** BEGIN Material to process **

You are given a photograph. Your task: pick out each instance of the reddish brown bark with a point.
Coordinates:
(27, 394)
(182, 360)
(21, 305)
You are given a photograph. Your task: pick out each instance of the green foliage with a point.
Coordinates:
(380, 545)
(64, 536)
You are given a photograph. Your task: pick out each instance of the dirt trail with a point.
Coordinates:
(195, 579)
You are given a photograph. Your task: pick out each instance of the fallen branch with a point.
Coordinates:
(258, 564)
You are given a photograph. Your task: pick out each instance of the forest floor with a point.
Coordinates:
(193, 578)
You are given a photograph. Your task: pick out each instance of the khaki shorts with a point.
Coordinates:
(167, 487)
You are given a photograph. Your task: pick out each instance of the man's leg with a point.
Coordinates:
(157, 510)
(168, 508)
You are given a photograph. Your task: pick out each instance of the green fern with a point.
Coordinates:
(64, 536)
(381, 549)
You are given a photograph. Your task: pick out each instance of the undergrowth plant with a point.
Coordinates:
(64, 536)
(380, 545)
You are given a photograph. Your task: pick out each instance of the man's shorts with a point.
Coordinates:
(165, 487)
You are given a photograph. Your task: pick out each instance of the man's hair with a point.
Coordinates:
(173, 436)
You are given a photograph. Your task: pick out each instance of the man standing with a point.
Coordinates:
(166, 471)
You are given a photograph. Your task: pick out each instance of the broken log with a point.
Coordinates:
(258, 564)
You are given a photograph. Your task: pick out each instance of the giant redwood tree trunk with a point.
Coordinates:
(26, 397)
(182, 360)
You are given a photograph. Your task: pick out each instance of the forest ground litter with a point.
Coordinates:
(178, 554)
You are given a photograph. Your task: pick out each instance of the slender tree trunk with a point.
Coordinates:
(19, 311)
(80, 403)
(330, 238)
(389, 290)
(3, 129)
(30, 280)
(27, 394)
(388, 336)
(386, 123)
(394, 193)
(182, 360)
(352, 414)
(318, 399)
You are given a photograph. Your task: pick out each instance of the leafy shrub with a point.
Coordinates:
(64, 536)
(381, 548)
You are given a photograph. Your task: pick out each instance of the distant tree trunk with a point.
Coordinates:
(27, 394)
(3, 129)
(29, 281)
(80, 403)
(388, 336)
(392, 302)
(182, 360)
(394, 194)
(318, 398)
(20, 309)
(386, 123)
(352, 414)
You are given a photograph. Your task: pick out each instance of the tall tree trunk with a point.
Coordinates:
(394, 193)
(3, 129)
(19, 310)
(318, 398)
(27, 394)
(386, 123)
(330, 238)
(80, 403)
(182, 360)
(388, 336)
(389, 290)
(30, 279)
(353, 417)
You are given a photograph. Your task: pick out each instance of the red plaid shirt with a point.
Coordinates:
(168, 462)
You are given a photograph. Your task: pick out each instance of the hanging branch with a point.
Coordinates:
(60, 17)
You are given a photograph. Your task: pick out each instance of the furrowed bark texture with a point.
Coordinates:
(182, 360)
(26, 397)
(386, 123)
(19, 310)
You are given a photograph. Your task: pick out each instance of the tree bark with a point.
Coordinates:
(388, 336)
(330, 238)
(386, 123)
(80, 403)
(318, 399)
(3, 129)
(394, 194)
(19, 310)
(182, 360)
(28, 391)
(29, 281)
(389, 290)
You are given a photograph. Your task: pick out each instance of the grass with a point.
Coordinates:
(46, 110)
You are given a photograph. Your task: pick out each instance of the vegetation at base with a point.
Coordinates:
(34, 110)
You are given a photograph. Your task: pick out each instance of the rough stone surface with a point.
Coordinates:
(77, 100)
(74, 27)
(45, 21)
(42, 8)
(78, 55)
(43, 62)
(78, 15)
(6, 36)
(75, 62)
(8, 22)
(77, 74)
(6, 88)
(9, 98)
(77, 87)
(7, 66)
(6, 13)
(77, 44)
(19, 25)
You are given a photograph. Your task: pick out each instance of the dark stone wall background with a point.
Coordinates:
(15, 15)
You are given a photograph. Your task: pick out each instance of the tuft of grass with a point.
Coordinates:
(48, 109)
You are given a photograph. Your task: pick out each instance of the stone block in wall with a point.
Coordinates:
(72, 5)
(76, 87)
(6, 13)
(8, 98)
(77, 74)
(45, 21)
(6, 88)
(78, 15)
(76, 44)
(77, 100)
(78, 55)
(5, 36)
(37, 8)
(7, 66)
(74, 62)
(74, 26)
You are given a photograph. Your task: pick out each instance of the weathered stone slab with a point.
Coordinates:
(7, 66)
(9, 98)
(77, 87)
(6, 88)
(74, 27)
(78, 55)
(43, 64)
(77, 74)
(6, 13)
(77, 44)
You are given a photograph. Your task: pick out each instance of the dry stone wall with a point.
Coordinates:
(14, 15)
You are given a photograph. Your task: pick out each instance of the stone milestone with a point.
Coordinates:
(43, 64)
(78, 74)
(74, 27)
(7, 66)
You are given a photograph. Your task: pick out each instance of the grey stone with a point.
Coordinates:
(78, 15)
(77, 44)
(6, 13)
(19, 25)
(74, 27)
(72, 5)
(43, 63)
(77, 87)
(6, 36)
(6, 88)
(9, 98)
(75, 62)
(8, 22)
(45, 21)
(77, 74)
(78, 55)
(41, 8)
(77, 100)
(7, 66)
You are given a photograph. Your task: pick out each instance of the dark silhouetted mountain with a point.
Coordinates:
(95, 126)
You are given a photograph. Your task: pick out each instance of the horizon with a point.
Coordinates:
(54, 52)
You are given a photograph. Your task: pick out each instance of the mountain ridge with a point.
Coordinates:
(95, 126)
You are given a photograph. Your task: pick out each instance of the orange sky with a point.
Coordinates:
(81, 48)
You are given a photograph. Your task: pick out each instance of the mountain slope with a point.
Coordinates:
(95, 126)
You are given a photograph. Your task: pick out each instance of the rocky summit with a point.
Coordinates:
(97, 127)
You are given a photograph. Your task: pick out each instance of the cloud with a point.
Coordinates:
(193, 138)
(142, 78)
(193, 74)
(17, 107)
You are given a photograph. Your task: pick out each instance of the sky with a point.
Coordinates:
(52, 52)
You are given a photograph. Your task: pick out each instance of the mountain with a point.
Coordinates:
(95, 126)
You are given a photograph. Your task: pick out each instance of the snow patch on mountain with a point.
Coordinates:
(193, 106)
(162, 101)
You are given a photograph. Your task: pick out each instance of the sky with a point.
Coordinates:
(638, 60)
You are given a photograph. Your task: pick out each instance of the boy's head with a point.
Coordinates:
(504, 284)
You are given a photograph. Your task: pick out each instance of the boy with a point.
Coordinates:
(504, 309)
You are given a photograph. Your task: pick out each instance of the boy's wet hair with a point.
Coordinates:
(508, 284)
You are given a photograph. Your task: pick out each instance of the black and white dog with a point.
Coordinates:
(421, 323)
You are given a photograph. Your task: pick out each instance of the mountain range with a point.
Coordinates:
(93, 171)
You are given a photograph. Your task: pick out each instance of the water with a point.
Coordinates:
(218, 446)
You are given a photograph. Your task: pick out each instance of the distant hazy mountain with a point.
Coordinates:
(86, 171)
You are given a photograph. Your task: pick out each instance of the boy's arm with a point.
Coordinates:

** END Material to process **

Prompt
Copy out word for word the stretch of lines from the one containing "hazy mountain with a point." through the last of the lines.

Solution to this exercise
You are given a photograph. Your task: pick out each instance of the distant hazy mountain with a point.
Coordinates:
(86, 171)
You are given a photograph. Your task: pick out each instance of the boy's arm with a point.
Coordinates:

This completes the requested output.